··· SOURCE EXTRACT ···
According to Indian Intelligence analysis, Operation Pin Code was  launched by DGFI in 2004. The operation was intended to extend DGFI influence over West Bengal and Assam State Government. Several unreliable sources claimed that by 2008, DGFI successfully gained 70% control over West Bengal assembly. The agency was also blamed for rising terrorist threat in India, however, no evidence were presented by Indian agencies.
Although, some Indian politicians and the news media made a number of allegations and conspiracy theories against the DGFI. There were some positive roles for which they were also praised by the Indian government officials. One of the most significant recent accomplishments was DGFI's direct role in preventing a terror attack in Kolkata scheduled to coincide with India's April - May elections. The DGFI has carried out a number of successful operations targeting Lashkar-e-Taiba and other individuals associated with transnational terrorist organization on a priority basis as it poses a security risk not only for India's national security but also for Bangladesh. Indian government officials have praised DGFI for their successful operation which led to the arrest of three cell members involved in planning the attack.
On 7 April 2020 one of the assassins of Sheikh Mujibur Rahman, Captain (Rtd.) Abdul Majed was arrested by Counter Terrorism and Transnational Crime Unit of Bangladesh Police. According to Kolkata Police he was seen being followed by 4 well-built men on 22 February in the CCTV footage. With the help of cellphone location tracking, police guessed that Majed was taken to Howrah from Malda, West Bengal. Then he was taken to Guwahati from Shillong and made to cross the Dawki border illegally to enter Bangladesh. According to CBI it was probably a covert operation of DGFI.

Nepal 
 According to several sources, Bureau 3 of the DGFI is tasked with handling affairs in Nepal, Sri Lanka and Bhutan.
 Several Indian news outlets claimed to have found the trace of DGFI involvement in 2008 Assam bombings. According to reports, The blueprint was created at a three-day conclave held at Dhulikhel, 30 km north of Kathmandu, between 15 and 17 October. The sources said Colonel Ahmed Sufi of DGFI constructed a detailed blueprint for targeting the north eastern Indian states. The ISI was represented at the meet by a lieutenant general-level official responsible for overseeing affairs in South Asia. The ISI official took a circuitous route from Pakistan to Dubai to Dhaka before reaching Kathmandu via Biman Bangladesh airlines in order to avoid any suspicion by Indian security agencies, the sources revealed.
··· PROVIDED RECORDS ···
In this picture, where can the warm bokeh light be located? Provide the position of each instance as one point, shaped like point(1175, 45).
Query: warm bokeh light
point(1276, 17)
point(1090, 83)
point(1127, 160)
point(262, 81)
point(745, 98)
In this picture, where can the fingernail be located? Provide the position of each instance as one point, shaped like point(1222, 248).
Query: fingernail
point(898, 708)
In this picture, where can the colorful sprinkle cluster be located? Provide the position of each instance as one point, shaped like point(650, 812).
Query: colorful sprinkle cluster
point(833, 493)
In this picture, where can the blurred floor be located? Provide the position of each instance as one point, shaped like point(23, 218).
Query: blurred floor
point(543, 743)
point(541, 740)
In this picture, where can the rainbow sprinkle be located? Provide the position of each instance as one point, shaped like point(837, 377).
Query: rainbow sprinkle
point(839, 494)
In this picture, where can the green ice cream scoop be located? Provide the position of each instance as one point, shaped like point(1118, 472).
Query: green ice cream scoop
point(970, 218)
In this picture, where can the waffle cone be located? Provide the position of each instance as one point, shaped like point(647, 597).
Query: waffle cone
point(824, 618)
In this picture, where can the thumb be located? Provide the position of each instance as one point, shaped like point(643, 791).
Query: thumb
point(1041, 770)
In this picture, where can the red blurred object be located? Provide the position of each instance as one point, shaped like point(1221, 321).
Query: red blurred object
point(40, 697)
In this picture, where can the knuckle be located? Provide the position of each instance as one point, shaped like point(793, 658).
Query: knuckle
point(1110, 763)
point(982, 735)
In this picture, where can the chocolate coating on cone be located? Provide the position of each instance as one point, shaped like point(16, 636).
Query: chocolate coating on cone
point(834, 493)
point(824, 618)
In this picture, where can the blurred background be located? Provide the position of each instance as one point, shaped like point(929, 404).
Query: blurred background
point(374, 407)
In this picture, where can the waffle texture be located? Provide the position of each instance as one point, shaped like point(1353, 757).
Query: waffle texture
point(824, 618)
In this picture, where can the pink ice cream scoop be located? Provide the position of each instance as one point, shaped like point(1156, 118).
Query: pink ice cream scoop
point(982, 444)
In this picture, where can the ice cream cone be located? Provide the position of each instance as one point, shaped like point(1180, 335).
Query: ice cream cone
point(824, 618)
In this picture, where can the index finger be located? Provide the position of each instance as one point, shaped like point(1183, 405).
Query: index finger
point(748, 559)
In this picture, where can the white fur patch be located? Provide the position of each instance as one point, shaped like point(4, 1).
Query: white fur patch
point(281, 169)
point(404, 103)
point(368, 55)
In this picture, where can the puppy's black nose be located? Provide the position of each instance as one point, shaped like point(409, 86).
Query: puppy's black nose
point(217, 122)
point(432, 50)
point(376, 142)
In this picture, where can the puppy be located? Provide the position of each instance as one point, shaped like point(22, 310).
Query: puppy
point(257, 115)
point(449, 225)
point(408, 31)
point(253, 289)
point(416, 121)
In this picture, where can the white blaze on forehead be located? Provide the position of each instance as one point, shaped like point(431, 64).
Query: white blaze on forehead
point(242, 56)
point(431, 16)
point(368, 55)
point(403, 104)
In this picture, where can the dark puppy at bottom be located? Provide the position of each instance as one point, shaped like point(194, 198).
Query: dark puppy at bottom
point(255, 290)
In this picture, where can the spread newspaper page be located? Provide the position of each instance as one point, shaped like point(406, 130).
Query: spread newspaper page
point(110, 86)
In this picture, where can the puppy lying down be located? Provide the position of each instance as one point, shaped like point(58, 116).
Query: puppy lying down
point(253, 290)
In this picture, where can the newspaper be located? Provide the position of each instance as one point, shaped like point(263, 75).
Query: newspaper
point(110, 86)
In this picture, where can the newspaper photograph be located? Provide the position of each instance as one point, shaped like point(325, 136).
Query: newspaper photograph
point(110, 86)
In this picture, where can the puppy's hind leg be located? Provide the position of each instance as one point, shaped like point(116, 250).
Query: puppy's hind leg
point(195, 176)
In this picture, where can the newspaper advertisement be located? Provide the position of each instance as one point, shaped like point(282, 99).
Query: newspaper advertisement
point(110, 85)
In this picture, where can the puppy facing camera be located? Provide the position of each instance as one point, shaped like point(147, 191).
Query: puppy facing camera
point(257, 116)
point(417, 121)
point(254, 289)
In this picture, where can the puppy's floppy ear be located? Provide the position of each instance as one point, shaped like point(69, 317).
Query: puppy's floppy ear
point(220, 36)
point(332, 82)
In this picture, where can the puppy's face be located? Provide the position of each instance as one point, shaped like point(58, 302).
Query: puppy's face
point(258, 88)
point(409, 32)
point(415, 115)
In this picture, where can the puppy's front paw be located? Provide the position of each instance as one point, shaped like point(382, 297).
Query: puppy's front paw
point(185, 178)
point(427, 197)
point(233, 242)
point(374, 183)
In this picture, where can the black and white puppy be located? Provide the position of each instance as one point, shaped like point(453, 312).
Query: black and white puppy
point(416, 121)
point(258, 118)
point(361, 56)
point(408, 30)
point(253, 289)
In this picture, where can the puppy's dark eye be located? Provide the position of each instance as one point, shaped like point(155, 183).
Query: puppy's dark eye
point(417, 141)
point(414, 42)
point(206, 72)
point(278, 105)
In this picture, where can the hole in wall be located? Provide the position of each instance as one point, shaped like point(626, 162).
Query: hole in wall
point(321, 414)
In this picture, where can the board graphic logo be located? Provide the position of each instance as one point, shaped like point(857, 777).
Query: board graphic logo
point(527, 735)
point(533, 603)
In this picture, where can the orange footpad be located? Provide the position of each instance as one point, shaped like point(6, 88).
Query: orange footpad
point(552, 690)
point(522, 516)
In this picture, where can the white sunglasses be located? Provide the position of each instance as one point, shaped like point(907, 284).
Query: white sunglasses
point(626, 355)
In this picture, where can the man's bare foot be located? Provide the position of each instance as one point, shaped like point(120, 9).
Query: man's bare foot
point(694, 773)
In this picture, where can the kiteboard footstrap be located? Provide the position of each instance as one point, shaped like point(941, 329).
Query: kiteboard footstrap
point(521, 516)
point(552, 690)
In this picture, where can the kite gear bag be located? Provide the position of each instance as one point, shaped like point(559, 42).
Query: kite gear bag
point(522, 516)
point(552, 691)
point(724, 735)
···
WHAT YOU NEED TO DO
A. Please repeat the DGFI passage from "According to Indian" up to and including "by Indian agencies.", substituting "Operation Zip Code" for "Operation Pin Code".
B. According to the DGFI passage, where was the three-day conclave that created the blueprint held?

TASK ANSWERS
A.
According to Indian Intelligence analysis, Operation Zip Code was  launched by DGFI in 2004. The operation was intended to extend DGFI influence over West Bengal and Assam State Government. Several unreliable sources claimed that by 2008, DGFI successfully gained 70% control over West Bengal assembly. The agency was also blamed for rising terrorist threat in India, however, no evidence were presented by Indian agencies.

B. At Dhulikhel, 30 km north of Kathmandu.